# TEXTABSCHNITT
• • • •
Ganz ehrlich, das höre ich als Pastor regelmäßig immer wieder. Ich habe Gespräche mit Leuten, die mir erklären wollen, dass sie gerade aufgrund ihrer besonders schwierigen Lebensumstände doch ein bisschen mehr Gnade finden sollten, ein bisschen mehr Rücksicht, wenn sie sich in Sünde verstricken.
Und zumindest im Kleinen kennen wir das alle, oder? Mal ganz ehrlich: Wenn dein Ehepartner oder dein Boss oder wer auch immer mit dir besonders schlecht umgegangen ist – das hattest du wirklich nicht verdient, das war einfach mies – dann haben wir doch manchmal das Gefühl: Jetzt habe ich aber auch einen gewissen Anspruch darauf, auch boshaft zu sein. Jetzt darf ich auch mal ein bisschen egoistisch sein. Jetzt kann man von mir nicht erwarten, dass ich immer noch dienend und liebevoll bin, oder?
Kennen wir das? Versuchung zur Sünde, gerade weil es uns gerade nicht so gut ergeht.
Und das gilt eben auch bei dieser besonderen Herausforderung zur sexuellen Sünde. Gerade in schwierigen Ehesituationen, wo der Haussegen schiefhängt, ist die Versuchung zu sexueller Sünde, zum Fremdgehen, größer, oder? Oder da, wo jemand schon lange als Single lebt, obwohl er sich danach sehnt, verheiratet zu sein, und sagt: „Ich warte darauf, dass Gott mir den richtigen Partner schenkt. Ich werde nur jemanden heiraten, der wirklich im Glauben ist.“ Aber nach so langer Zeit des Wartens und der Treue, in der Gott immer noch niemanden geschickt hat, kommt dann der Gedanke: Vielleicht darf ich jetzt doch auch mal anders.
• • • •
# ARBEITSAUFTRAG A
Schreibe den Abschnitt über Versuchung zur Sünde von „Und zumindest im“ bis „so gut ergeht.“ noch einmal ab und tausche dabei „Boss“ gegen „Chef“ aus.
# ARBEITSAUFTRAG B
Beantworte drei Fragen zum Abschnitt über Versuchung zur Sünde:
(i) Als was hört die sprechende Person solche Erklärungen regelmäßig?
(ii) Zu welcher Sünde ist die Versuchung in schwierigen Ehesituationen größer?
(iii) Wen will die Person, die schon lange als Single lebt, nur heiraten?
# ARBEITSAUFTRAG C
Führe den Abschnitt über Versuchung zur Sünde im Anschluss an seinen letzten Satz weiter.
Das anschließende Material steht für sich und gehört nicht zum Abschnitt über Versuchung zur Sünde.
• • • •
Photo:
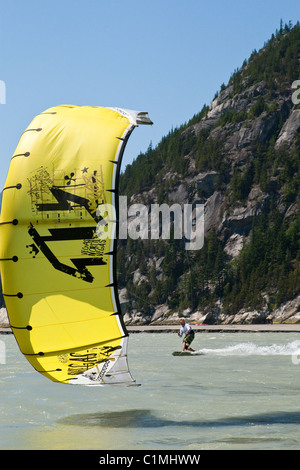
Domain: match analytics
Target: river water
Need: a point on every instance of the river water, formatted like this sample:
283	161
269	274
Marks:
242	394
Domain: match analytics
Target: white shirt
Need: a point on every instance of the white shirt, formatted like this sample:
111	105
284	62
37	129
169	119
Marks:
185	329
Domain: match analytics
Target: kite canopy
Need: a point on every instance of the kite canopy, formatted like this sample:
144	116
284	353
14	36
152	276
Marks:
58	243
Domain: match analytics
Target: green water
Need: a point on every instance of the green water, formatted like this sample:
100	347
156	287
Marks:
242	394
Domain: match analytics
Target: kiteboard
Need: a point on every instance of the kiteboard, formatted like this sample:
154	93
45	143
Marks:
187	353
• • • •
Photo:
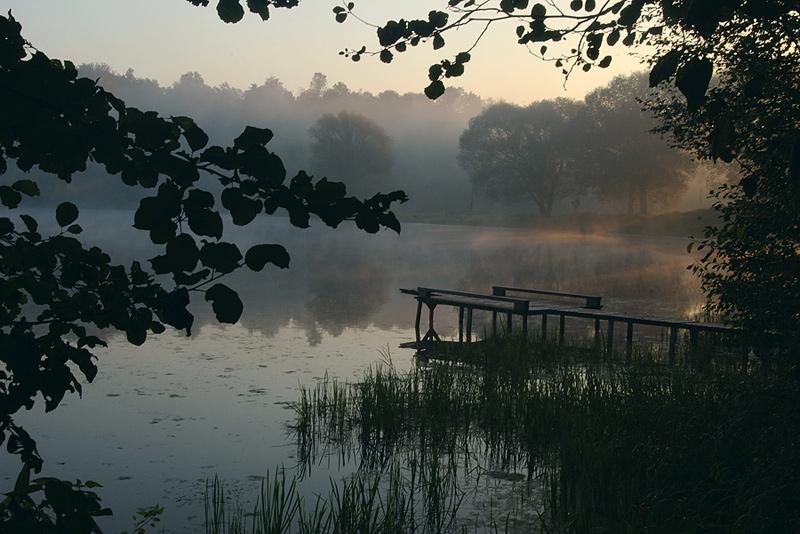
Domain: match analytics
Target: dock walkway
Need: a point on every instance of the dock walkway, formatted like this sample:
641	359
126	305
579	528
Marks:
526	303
• • • •
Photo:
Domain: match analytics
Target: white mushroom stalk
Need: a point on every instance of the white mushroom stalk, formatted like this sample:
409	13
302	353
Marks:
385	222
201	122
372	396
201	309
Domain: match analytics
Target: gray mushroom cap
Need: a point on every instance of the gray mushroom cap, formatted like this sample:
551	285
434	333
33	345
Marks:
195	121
• • • •
# ERWARTETE AUSGABE A
Und zumindest im Kleinen kennen wir das alle, oder? Mal ganz ehrlich: Wenn dein Ehepartner oder dein Chef oder wer auch immer mit dir besonders schlecht umgegangen ist – das hattest du wirklich nicht verdient, das war einfach mies – dann haben wir doch manchmal das Gefühl: Jetzt habe ich aber auch einen gewissen Anspruch darauf, auch boshaft zu sein. Jetzt darf ich auch mal ein bisschen egoistisch sein. Jetzt kann man von mir nicht erwarten, dass ich immer noch dienend und liebevoll bin, oder?
Kennen wir das? Versuchung zur Sünde, gerade weil es uns gerade nicht so gut ergeht.

# ERWARTETE AUSGABE B
(i) Als Pastor.
(ii) Zu sexueller Sünde, zum Fremdgehen.
(iii) Nur jemanden, der wirklich im Glauben ist.

# ERWARTETE AUSGABE C
Joseph erlebt hier eine große Versuchung, und er zeigt uns, wie wir solchen Versuchungen widerstehen können.
Josephs Umgang mit Versuchung als Vorbild
In seiner Antwort auf die Avancen von Pudewas Frau sehen wir gleich mehrere sehr hilfreiche Schritte, die auch wir gehen sollten, wenn wir Versuchung erleben.
Das Erste, was er tut, ist, seinen moralischen Kompass zu schärfen. Die Aufforderung der Frau ist kurz und knapp: „Leg dich zu mir.“ Doch seine Antwort wirkt fast so, als würde er für sich noch einmal durchdenken, was eigentlich seine Situation ist. Er besinnt sich erneut: Wie geht es mir hier eigentlich? Was würde es bedeuten, jetzt mit der Frau des Potiphar zu schlafen?
Ihm wird klar, dass das ein großer Vertrauensbruch wäre, wo doch sein Herr ihm so viel Vertrauen entgegengebracht hat. Außerdem erkennt er, dass es die Frau des Potiphar ist, und dass es falsch wäre, in die Ehe einzubrechen. So sagt er hier zu Potiphars Frau über ihren Ehemann: „Er hat mir nichts vorenthalten, außer dir, weil du seine Frau bist. Wie soll ich dann ein so großes Übeltun?“
Joseph erkennt also an, dass die Ehe heilig ist. Sie ist ein Schutzraum für die gute Gabe Gottes, die Sexualität. Es wäre schlicht und ergreifend unmoralisch und falsch, hier gegen Potiphar zu handeln, indem er sich zu seiner Frau legt.
Zweitens nennt Joseph die Sünde beim Namen. Er redet sich nicht ein, dass es eigentlich schön wäre, auch wenn man es vielleicht nicht tun sollte, weil es Konsequenzen hat. Er sagt klar und ohne Umschweife: „Nein, es ist Sünde gegen Gott.“ Er macht deutlich, dass es eine Sünde gegen Gott wäre.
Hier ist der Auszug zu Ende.